• _MATERIAL SUPPLIED_

>> begin

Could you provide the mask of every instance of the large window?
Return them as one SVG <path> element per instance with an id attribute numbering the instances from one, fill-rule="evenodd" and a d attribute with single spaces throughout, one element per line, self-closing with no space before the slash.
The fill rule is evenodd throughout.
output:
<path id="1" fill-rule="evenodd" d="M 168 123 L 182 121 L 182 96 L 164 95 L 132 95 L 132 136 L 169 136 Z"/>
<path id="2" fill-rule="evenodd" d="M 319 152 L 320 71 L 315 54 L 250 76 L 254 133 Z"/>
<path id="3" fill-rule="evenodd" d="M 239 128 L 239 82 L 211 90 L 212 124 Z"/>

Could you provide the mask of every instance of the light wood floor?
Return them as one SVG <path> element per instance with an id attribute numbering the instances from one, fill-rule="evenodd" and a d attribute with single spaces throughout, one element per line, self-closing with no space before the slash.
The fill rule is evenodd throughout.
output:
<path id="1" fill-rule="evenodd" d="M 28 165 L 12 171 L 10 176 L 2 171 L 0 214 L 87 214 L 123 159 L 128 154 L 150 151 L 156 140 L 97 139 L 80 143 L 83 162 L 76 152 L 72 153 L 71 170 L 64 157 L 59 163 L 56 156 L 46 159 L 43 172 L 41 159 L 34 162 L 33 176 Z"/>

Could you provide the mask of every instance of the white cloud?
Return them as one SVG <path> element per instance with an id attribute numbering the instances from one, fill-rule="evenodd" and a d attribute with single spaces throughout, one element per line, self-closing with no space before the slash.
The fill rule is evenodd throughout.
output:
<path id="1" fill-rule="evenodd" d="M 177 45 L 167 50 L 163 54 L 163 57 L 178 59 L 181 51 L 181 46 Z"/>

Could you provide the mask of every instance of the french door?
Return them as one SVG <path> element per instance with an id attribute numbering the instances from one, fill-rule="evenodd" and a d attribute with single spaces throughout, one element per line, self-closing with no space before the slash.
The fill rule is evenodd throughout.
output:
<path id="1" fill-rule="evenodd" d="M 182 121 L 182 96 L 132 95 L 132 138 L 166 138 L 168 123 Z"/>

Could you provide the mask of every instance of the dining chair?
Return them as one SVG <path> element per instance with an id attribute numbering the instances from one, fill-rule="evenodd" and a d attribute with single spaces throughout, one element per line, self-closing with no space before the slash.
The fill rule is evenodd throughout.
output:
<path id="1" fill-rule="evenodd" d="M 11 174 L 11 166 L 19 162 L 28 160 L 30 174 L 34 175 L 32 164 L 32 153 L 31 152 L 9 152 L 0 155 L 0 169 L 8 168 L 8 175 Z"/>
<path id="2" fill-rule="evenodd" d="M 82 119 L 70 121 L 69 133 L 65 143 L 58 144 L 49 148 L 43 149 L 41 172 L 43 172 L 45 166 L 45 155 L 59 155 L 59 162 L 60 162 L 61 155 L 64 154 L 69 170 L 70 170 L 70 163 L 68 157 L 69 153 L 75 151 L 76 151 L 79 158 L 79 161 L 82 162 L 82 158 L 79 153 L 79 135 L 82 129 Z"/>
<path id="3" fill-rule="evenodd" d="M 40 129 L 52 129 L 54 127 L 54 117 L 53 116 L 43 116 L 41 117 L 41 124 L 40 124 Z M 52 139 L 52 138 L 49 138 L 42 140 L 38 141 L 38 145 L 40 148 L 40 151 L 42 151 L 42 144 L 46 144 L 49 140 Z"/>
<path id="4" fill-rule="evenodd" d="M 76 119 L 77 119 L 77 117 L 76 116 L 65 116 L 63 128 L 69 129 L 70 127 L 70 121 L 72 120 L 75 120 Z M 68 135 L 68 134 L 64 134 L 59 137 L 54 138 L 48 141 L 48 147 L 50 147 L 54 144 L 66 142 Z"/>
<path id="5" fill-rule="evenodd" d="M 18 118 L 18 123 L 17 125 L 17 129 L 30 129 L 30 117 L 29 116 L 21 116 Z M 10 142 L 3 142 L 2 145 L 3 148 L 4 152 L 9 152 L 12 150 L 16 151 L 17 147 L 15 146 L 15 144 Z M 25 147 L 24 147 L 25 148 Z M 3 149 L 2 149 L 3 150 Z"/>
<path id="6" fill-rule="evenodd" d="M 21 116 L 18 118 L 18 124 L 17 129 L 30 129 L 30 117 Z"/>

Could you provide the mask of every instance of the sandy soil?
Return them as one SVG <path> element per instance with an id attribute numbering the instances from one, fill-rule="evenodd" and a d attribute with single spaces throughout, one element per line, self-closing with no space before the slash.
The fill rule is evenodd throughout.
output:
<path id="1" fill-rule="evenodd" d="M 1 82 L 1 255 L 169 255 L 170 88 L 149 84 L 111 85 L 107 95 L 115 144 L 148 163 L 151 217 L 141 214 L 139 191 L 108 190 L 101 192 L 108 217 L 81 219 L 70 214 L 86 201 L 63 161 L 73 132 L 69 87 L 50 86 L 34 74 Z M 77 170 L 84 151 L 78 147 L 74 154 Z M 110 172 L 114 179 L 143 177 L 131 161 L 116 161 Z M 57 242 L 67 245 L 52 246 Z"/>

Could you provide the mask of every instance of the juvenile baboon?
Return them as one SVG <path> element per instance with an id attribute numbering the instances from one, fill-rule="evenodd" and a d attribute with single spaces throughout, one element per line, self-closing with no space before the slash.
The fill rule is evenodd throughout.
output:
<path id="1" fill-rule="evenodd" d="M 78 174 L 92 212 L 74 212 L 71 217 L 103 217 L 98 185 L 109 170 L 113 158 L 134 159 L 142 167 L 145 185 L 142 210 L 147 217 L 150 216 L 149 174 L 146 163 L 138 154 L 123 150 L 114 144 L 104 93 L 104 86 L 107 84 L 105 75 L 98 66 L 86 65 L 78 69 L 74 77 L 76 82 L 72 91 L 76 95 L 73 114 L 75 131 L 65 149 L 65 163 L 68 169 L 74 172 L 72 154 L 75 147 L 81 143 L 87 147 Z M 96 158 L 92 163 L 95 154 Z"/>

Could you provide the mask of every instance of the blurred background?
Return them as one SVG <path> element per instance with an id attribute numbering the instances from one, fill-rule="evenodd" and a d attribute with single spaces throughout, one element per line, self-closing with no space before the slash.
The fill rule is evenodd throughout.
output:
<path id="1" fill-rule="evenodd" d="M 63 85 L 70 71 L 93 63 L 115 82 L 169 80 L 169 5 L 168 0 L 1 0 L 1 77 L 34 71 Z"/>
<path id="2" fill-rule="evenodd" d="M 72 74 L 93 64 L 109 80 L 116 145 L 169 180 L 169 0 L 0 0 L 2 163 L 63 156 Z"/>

>> end

• _YOUR TASK_
Give the listing again from the line with "Could you provide the mask of every instance of the french" up to and including the line with "182 96 L 132", swapping "french door" for "patio door" and keeping everything else unchanged.

• _EXERCISE SOLUTION_
Could you provide the mask of every instance of the patio door?
Return them as one SVG <path> element per instance with an id attribute numbering the instances from one, fill-rule="evenodd" and a d attribute with single spaces throughout, one element per line, self-closing with no space before the slash.
The fill rule is evenodd throughout.
output:
<path id="1" fill-rule="evenodd" d="M 182 121 L 182 96 L 132 95 L 132 138 L 166 138 L 168 123 Z"/>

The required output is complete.